_PROVIDED DATA:_

»»

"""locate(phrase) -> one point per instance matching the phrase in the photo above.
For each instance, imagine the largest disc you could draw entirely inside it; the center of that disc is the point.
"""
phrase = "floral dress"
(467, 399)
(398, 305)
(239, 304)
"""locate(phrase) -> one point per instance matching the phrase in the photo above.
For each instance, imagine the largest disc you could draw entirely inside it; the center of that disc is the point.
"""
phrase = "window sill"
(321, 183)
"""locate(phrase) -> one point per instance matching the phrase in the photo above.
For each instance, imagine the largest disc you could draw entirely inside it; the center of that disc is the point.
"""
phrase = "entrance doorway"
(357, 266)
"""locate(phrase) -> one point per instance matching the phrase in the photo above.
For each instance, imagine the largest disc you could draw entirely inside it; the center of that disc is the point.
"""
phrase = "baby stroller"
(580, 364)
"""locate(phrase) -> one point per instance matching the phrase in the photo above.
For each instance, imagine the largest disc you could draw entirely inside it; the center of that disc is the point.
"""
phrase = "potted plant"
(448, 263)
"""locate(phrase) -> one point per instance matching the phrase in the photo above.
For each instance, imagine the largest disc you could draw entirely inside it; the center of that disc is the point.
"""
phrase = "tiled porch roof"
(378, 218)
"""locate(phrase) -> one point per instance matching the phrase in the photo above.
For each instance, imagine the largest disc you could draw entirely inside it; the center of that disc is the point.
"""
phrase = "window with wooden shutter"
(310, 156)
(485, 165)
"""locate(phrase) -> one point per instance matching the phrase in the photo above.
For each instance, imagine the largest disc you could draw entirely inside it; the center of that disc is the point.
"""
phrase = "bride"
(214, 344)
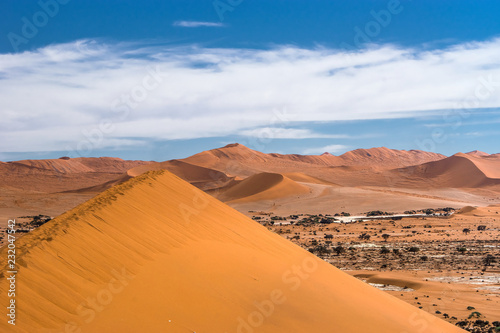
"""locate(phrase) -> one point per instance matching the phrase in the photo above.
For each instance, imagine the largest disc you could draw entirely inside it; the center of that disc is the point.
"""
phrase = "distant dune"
(202, 177)
(262, 186)
(359, 180)
(457, 171)
(155, 254)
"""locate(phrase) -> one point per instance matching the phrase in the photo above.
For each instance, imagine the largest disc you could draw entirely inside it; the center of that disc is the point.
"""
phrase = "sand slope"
(262, 186)
(457, 171)
(155, 254)
(236, 159)
(201, 177)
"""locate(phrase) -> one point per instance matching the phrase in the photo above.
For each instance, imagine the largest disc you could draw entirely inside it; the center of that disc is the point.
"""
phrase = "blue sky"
(156, 80)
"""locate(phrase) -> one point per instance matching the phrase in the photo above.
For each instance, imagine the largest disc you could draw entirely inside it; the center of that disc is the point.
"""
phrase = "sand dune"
(262, 186)
(457, 171)
(77, 165)
(236, 159)
(303, 178)
(204, 268)
(201, 177)
(490, 211)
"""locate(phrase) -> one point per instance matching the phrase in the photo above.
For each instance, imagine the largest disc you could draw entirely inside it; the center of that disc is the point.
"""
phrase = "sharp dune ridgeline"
(156, 254)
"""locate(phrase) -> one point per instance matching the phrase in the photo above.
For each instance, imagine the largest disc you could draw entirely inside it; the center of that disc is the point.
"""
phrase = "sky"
(156, 80)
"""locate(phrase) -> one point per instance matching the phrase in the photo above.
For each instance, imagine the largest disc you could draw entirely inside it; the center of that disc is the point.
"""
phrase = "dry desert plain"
(188, 262)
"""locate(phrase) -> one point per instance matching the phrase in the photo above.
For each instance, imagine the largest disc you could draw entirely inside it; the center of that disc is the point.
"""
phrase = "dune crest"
(262, 186)
(204, 268)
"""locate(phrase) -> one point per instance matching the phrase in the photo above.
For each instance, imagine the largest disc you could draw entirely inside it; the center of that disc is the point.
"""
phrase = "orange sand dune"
(79, 165)
(457, 171)
(201, 177)
(490, 211)
(236, 159)
(262, 186)
(303, 178)
(155, 254)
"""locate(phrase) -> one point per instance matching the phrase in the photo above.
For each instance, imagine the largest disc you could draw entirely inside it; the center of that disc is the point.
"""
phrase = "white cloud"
(55, 96)
(196, 24)
(332, 149)
(289, 133)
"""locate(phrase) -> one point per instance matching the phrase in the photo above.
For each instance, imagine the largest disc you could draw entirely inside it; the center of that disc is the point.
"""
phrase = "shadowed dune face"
(155, 254)
(457, 171)
(262, 186)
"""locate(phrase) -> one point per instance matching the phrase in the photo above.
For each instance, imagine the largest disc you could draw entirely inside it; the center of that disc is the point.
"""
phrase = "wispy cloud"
(289, 133)
(57, 95)
(197, 24)
(332, 149)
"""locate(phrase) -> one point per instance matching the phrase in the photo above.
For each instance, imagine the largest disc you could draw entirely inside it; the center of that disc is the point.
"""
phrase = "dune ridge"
(262, 186)
(204, 268)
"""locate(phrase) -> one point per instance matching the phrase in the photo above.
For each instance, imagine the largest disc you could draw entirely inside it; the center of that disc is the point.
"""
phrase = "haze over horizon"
(184, 78)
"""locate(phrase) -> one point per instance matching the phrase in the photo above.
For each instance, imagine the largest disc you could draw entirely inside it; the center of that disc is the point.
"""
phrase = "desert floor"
(428, 262)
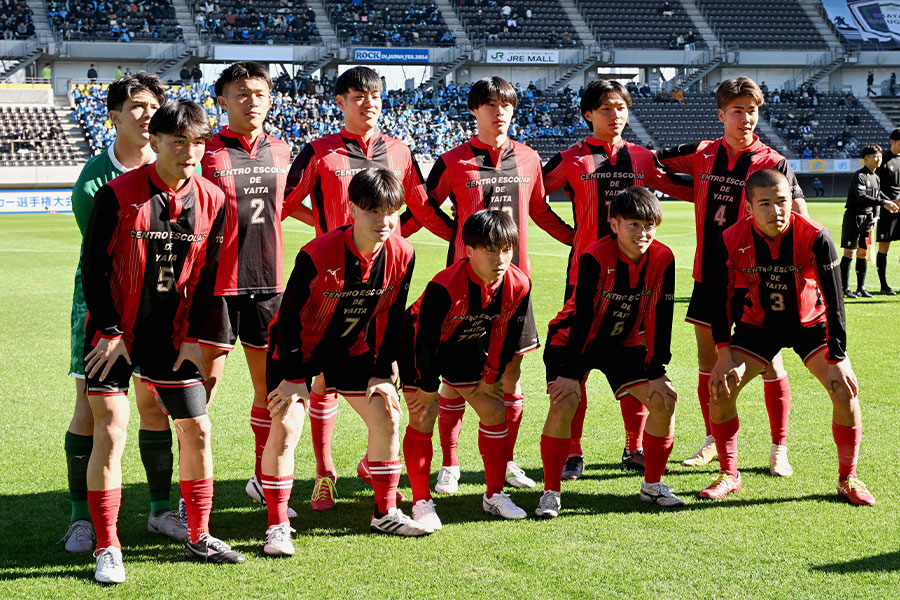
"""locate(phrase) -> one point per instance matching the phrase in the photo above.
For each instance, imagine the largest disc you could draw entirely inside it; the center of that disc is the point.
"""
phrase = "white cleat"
(110, 568)
(278, 540)
(448, 480)
(516, 477)
(705, 455)
(778, 463)
(659, 494)
(502, 505)
(425, 513)
(549, 505)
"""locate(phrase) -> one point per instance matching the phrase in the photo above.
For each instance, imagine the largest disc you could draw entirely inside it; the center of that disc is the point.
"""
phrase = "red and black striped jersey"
(613, 297)
(459, 315)
(475, 176)
(337, 303)
(719, 179)
(145, 248)
(593, 174)
(323, 170)
(792, 280)
(253, 178)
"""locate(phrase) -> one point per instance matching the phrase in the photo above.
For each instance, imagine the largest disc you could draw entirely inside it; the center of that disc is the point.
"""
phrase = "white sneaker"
(396, 523)
(110, 568)
(448, 480)
(516, 477)
(705, 455)
(169, 525)
(501, 504)
(425, 513)
(254, 490)
(79, 538)
(549, 505)
(659, 494)
(278, 540)
(778, 463)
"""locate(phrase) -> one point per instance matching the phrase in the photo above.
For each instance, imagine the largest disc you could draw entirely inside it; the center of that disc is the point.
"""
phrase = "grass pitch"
(778, 538)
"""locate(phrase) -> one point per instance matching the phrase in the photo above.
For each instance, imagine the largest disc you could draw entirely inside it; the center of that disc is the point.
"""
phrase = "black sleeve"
(96, 263)
(827, 263)
(434, 308)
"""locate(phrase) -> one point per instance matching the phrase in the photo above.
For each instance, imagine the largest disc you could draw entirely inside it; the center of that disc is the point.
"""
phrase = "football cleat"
(448, 480)
(721, 486)
(549, 505)
(574, 468)
(501, 504)
(856, 492)
(79, 537)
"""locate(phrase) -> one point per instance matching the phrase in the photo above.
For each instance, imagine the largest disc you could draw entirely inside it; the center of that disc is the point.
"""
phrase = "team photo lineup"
(183, 258)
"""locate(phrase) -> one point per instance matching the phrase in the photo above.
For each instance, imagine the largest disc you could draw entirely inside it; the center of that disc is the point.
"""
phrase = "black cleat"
(574, 468)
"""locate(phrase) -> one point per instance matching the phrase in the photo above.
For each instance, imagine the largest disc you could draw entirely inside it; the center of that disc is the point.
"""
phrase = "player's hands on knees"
(190, 351)
(285, 395)
(104, 356)
(563, 387)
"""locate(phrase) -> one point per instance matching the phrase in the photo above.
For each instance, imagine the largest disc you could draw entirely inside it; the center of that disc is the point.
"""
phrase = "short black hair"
(126, 87)
(636, 203)
(489, 89)
(181, 117)
(376, 190)
(597, 91)
(361, 79)
(492, 229)
(246, 69)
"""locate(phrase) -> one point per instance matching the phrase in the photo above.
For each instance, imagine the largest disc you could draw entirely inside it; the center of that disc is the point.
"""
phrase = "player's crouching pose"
(144, 249)
(340, 317)
(465, 329)
(623, 280)
(790, 266)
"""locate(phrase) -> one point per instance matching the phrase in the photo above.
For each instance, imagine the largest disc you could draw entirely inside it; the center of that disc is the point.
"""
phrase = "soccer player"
(863, 197)
(144, 249)
(888, 229)
(789, 265)
(490, 171)
(132, 101)
(624, 281)
(720, 169)
(322, 171)
(250, 167)
(341, 315)
(465, 329)
(591, 174)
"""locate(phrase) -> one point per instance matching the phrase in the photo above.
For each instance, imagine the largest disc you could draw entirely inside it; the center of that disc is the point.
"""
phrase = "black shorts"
(855, 229)
(700, 308)
(623, 366)
(764, 344)
(888, 229)
(246, 316)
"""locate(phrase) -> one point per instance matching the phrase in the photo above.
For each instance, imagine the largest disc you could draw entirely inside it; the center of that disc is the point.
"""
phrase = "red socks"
(450, 413)
(277, 491)
(634, 415)
(513, 404)
(260, 423)
(418, 452)
(197, 494)
(778, 405)
(656, 455)
(726, 445)
(385, 479)
(553, 454)
(104, 506)
(322, 416)
(847, 440)
(492, 445)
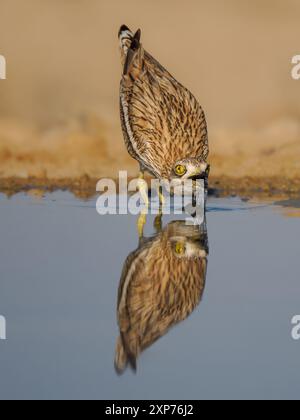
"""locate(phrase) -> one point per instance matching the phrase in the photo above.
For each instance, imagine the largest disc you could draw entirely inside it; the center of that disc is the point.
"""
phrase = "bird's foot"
(141, 224)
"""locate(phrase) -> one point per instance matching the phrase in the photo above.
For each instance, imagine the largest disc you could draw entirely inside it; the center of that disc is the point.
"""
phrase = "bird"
(163, 124)
(162, 283)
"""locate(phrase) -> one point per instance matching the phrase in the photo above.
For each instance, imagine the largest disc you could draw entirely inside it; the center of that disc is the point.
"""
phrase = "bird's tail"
(132, 53)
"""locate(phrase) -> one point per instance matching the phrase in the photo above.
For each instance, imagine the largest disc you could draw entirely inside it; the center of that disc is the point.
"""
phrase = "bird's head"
(190, 168)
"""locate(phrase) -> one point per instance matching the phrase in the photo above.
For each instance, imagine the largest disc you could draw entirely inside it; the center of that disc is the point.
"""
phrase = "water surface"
(60, 271)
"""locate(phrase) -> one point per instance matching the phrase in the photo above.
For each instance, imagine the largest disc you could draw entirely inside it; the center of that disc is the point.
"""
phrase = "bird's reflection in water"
(161, 284)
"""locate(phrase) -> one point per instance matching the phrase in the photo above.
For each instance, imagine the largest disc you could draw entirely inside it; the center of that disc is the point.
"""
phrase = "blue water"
(60, 268)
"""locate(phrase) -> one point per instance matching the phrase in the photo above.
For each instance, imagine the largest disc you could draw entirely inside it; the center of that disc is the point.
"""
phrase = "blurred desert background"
(59, 110)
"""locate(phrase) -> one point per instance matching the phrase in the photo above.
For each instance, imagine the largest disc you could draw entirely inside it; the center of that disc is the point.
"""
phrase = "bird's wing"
(162, 119)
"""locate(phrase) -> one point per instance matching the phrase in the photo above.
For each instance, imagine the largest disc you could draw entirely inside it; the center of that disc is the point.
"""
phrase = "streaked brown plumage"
(161, 284)
(163, 124)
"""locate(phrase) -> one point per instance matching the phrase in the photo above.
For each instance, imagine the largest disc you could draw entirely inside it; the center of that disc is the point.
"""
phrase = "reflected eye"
(180, 170)
(179, 248)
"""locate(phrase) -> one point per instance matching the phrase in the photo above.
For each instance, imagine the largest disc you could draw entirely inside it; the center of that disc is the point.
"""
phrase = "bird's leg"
(143, 189)
(158, 218)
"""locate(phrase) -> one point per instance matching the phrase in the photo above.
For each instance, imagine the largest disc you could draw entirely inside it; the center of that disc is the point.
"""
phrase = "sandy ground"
(89, 149)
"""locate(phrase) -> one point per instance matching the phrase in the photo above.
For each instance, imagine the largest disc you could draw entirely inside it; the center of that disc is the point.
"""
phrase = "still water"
(218, 327)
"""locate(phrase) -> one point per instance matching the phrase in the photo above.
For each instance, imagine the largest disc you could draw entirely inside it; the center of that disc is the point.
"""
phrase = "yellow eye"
(179, 248)
(180, 170)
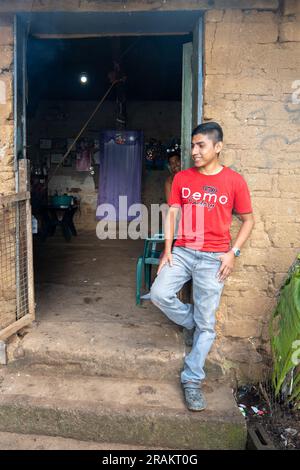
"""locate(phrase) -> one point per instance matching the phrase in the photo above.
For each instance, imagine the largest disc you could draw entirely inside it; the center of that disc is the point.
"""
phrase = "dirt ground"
(280, 422)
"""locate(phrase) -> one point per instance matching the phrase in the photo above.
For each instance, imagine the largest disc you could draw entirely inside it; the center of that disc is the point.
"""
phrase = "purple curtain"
(120, 170)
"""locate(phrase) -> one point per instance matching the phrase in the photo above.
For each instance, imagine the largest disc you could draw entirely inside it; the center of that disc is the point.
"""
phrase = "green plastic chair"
(150, 257)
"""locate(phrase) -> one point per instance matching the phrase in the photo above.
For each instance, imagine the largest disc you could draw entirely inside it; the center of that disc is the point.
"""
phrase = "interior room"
(69, 119)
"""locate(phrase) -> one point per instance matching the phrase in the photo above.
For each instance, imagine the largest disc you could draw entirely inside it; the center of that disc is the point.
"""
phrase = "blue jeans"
(202, 268)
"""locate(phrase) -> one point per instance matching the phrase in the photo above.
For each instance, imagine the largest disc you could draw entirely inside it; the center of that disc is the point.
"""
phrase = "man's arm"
(227, 259)
(169, 237)
(248, 223)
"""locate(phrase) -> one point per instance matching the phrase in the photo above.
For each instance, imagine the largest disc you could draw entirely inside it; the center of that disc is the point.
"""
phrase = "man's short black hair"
(212, 129)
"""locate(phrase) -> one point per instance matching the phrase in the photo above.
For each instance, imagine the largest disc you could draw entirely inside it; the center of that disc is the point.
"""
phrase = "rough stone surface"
(249, 91)
(148, 413)
(12, 441)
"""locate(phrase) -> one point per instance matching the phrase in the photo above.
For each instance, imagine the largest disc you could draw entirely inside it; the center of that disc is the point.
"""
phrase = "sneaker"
(194, 399)
(188, 336)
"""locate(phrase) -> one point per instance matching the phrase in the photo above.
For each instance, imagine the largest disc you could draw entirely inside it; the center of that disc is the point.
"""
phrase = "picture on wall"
(68, 160)
(56, 158)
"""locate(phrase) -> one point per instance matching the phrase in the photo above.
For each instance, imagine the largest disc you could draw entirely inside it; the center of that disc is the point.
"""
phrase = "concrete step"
(108, 349)
(13, 441)
(138, 412)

««

_EXERCISE AIM:_ Pick out every line in the items above that contains the string "desert". Letter case counts.

_RESPONSE TO THIS TASK:_
phrase = "dry desert plain"
phrase = "desert floor"
phrase = "blurred desert background"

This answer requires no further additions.